# [THE PROBLEM]
Duplicate the items below word for word, from the line containing "Mark the wet" down to the line containing "[392,209,405,257]", including both of those lines.

# [MATERIAL]
::::

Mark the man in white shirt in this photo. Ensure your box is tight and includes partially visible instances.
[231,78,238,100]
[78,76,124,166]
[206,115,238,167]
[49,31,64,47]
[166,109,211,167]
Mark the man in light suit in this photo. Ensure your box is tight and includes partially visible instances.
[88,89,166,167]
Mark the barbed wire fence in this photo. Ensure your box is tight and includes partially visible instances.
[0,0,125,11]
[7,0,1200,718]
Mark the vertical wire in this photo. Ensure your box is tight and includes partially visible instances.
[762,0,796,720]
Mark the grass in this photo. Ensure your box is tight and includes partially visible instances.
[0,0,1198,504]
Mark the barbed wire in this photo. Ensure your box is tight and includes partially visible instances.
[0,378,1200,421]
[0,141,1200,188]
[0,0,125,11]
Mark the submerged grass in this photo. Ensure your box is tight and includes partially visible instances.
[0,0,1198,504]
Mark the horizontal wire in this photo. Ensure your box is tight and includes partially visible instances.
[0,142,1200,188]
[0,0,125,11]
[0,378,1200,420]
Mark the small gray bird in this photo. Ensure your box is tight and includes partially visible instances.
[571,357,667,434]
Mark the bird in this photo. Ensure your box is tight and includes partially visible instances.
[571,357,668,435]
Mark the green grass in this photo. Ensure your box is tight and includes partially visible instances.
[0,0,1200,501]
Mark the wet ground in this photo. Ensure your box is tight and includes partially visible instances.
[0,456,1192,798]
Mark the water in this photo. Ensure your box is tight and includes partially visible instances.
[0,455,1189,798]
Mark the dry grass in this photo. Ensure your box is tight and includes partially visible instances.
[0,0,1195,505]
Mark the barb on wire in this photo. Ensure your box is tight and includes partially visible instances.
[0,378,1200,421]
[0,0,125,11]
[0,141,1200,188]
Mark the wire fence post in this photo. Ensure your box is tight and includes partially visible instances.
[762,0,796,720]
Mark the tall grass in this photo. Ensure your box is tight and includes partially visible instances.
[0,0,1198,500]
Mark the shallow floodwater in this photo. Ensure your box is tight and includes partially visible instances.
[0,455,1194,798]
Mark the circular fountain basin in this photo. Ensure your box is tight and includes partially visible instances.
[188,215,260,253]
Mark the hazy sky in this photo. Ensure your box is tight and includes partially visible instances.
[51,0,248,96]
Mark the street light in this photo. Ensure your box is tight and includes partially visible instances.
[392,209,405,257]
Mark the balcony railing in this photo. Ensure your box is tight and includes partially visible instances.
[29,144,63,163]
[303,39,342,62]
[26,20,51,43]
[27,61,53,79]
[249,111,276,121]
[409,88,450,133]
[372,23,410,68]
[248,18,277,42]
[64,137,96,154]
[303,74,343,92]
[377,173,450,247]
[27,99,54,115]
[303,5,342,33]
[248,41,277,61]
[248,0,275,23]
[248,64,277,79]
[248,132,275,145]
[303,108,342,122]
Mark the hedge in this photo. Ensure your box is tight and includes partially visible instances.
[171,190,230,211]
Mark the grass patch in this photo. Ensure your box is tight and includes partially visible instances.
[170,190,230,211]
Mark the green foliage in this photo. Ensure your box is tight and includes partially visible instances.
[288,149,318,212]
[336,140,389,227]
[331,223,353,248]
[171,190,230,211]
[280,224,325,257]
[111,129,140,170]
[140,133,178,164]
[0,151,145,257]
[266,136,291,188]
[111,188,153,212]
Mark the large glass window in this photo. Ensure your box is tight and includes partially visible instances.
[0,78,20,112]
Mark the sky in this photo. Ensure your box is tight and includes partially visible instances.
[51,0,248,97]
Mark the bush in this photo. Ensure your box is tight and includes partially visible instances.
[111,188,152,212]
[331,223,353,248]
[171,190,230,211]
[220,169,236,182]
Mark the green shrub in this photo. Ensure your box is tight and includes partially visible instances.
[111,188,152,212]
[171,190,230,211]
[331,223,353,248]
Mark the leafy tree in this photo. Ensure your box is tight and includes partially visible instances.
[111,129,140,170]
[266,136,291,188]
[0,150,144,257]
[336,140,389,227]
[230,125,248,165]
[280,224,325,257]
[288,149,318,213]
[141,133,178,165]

::::

# [WRITTEN ANSWER]
Mark the wet ground in this photo. Ensure your box is tight and includes partially visible instances.
[0,456,1192,798]
Mark the water in this photo. Ensure your box is tight and includes partially visible instances.
[0,455,1189,798]
Mark the dry grass in this photo. Ensure your box is tight and includes partially visible instances.
[0,0,1195,505]
Mark the barb on wire in this photo. Ensure your box is tight and includes partially visible instances.
[0,378,1200,421]
[0,0,125,11]
[0,141,1200,188]
Mark the wire fence post in this photo. Ensure your box is tight and includes partially visible instances.
[762,0,796,720]
Mark the tall grass in this photo. Ensure your box is tight and includes partially visible instances.
[0,0,1198,500]
Mark the shallow floodwater in this photo. Ensure your box is tight and includes partially visible instances.
[0,455,1194,798]
Mark the circular fountain basin in this photo. Ensure your box is tight and includes partially visible instances.
[188,215,260,253]
Mark the hazy sky in this photo. Ensure your box is tight and includes partially visible instances.
[51,0,248,96]
Mark the street light in this photo. Ensure your box is tight and includes partially visible instances.
[392,209,405,257]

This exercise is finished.